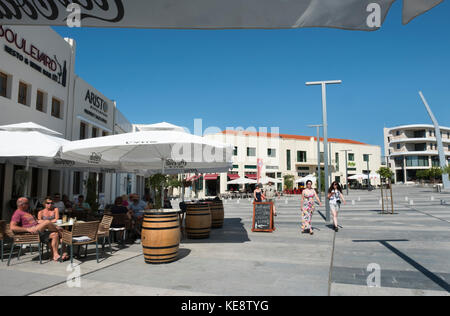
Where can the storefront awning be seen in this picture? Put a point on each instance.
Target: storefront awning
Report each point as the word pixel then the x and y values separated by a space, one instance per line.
pixel 211 177
pixel 233 176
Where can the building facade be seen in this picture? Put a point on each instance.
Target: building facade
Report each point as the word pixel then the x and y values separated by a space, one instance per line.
pixel 38 84
pixel 293 155
pixel 410 148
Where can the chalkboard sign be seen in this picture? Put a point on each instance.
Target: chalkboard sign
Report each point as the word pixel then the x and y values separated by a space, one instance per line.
pixel 263 217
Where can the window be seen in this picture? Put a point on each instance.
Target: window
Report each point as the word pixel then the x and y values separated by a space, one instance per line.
pixel 288 159
pixel 56 108
pixel 83 129
pixel 3 84
pixel 420 147
pixel 435 162
pixel 23 92
pixel 337 162
pixel 40 99
pixel 301 156
pixel 251 152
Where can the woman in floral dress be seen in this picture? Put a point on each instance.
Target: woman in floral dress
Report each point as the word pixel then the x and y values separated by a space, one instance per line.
pixel 308 207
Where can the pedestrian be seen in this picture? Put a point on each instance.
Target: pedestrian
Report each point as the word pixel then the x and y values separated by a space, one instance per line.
pixel 308 207
pixel 336 198
pixel 271 193
pixel 258 195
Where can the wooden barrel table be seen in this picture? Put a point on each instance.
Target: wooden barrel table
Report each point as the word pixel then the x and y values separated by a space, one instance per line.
pixel 161 236
pixel 198 221
pixel 217 214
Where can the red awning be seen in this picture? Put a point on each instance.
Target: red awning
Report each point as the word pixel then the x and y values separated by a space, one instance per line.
pixel 233 176
pixel 211 177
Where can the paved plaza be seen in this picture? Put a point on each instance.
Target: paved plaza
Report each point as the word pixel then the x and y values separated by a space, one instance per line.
pixel 411 249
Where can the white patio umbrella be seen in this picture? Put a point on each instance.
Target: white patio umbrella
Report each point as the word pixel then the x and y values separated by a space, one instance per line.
pixel 29 141
pixel 157 151
pixel 242 181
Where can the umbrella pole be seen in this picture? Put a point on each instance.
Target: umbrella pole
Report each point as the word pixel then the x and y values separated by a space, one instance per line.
pixel 182 188
pixel 27 168
pixel 162 184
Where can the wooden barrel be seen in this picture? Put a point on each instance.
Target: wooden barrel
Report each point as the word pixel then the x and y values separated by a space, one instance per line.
pixel 160 237
pixel 198 221
pixel 217 214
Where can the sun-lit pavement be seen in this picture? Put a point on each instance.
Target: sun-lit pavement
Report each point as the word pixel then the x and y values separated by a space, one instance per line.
pixel 411 248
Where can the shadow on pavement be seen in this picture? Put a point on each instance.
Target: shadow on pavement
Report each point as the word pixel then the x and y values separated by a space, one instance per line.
pixel 430 275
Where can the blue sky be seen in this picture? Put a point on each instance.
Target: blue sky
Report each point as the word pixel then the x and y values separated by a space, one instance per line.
pixel 257 78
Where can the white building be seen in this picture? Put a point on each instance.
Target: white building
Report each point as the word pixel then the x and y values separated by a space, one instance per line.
pixel 38 84
pixel 288 155
pixel 409 148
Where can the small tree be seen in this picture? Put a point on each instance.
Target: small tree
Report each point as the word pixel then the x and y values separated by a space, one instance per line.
pixel 385 173
pixel 435 173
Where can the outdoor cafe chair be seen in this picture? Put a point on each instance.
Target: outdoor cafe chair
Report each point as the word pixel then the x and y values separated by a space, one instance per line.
pixel 23 239
pixel 82 234
pixel 121 223
pixel 104 231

--------------------------------

AIM. Output every line of the rows above as a JSON list of strings, one string per line, with blank lines and the pictures left out.

TASK RESPONSE.
[
  "Where can the storefront awning be seen in this picture? Put a point on each instance.",
  "Target: storefront awning",
  "Report each point as the word pixel then the x and y values separated by a space, one instance per line.",
  "pixel 211 177",
  "pixel 233 176",
  "Where can the building facade be seen in this picture? Put a point on each instance.",
  "Target: building facade",
  "Report each point as the word pixel then the x and y values separated by a space, one instance per line.",
  "pixel 38 84",
  "pixel 293 155",
  "pixel 410 148",
  "Where can the chalkboard sign be seen in this picture? Put a point on each instance.",
  "Target: chalkboard sign",
  "Report each point as the word pixel then the x and y values separated by a space, one instance per line.",
  "pixel 263 217",
  "Where can the window be seen in this picture? Put a point on each instance.",
  "Target: window",
  "Report each point as the word pixel then the x and y values separated by a space, one instance per line.",
  "pixel 288 159",
  "pixel 56 108",
  "pixel 83 129",
  "pixel 3 84",
  "pixel 420 147",
  "pixel 435 162",
  "pixel 23 92",
  "pixel 337 162",
  "pixel 40 99",
  "pixel 301 156",
  "pixel 251 152",
  "Where can the woman in floral dress be seen in this picture? Put a point on each instance.",
  "Target: woman in floral dress",
  "Report each point as the word pixel then the x and y values separated by a space, one instance per line.",
  "pixel 308 207",
  "Where can the pedestrian be seen in this picture? Put a point on each instance.",
  "Target: pedestrian",
  "Report each point as the word pixel then the x and y values separated by a space, one instance per line.",
  "pixel 308 207",
  "pixel 336 198",
  "pixel 271 193",
  "pixel 258 195",
  "Where can the wooden barrel table be seen in this picture? Put a point on each instance.",
  "Target: wooden barrel table",
  "Report each point as the word pixel then the x and y values separated by a space, one instance per line.",
  "pixel 161 236",
  "pixel 198 221",
  "pixel 217 214",
  "Where can the red awning be seen in this picture? Put a point on each instance.",
  "Target: red awning",
  "Report each point as the word pixel then the x and y values separated by a space, one instance per line.",
  "pixel 233 176",
  "pixel 211 177",
  "Where can the paved plaza be seen in this picture? Put a point on each instance.",
  "Target: paved plaza",
  "Report each point as the word pixel then the x and y values separated by a space, one instance per line.",
  "pixel 411 249",
  "Where can the white patio umbrella be seen in this picture? Put a point on each instance.",
  "Target: white patio umbrella",
  "Report each point as the word pixel then the x and y values separated by a space, one instance per line.",
  "pixel 29 141",
  "pixel 157 151",
  "pixel 242 181",
  "Where can the umbrella pole be seen in this picture? Put a point on each instance.",
  "Target: umbrella pole",
  "Report each point as the word pixel then the x and y values separated by a space, one instance per line.",
  "pixel 182 188",
  "pixel 27 168",
  "pixel 162 184",
  "Where can the wooden barrel be seen in this picture? Put a point on each instance.",
  "Target: wooden barrel",
  "Report each point as the word pixel then the x and y values separated by a space, one instance per line.",
  "pixel 160 237",
  "pixel 198 221",
  "pixel 217 214",
  "Where can the sun-lit pavement be seen in this picture? Put a point on each instance.",
  "Target: sun-lit pavement",
  "Report each point as the word pixel then the x and y values separated by a space, one instance per line.",
  "pixel 411 248",
  "Where can the shadow on pavement be seen in this picture? Put a point on each instance.",
  "Target: shadow on pavement",
  "Report each point as the word pixel then the x and y values separated by a space, one instance per line.",
  "pixel 430 275",
  "Where can the blue sky be seen in this picture? Put a point on each instance.",
  "Target: blue sky",
  "Report each point as the word pixel then the x and y values separated by a space, one instance per line.",
  "pixel 257 78",
  "Where can the white building be seen in this picture? Put a point on each instance.",
  "Target: white building",
  "Report each point as the word pixel then the x and y values separated by a space, one instance per line.",
  "pixel 38 84",
  "pixel 288 155",
  "pixel 409 148",
  "Where can the small tree be seen in this picture? Put a point on each instance.",
  "Target: small tree",
  "Report each point as the word pixel then the x and y values separated by a space, one instance per line.",
  "pixel 385 173",
  "pixel 435 173",
  "Where can the outdoor cafe chair be seen in this picture? Put a point on each instance.",
  "Target: outdoor cafe chair",
  "Report each point as the word pixel then the x and y values separated by a space, one instance per line.",
  "pixel 23 239",
  "pixel 82 234",
  "pixel 121 223",
  "pixel 104 231"
]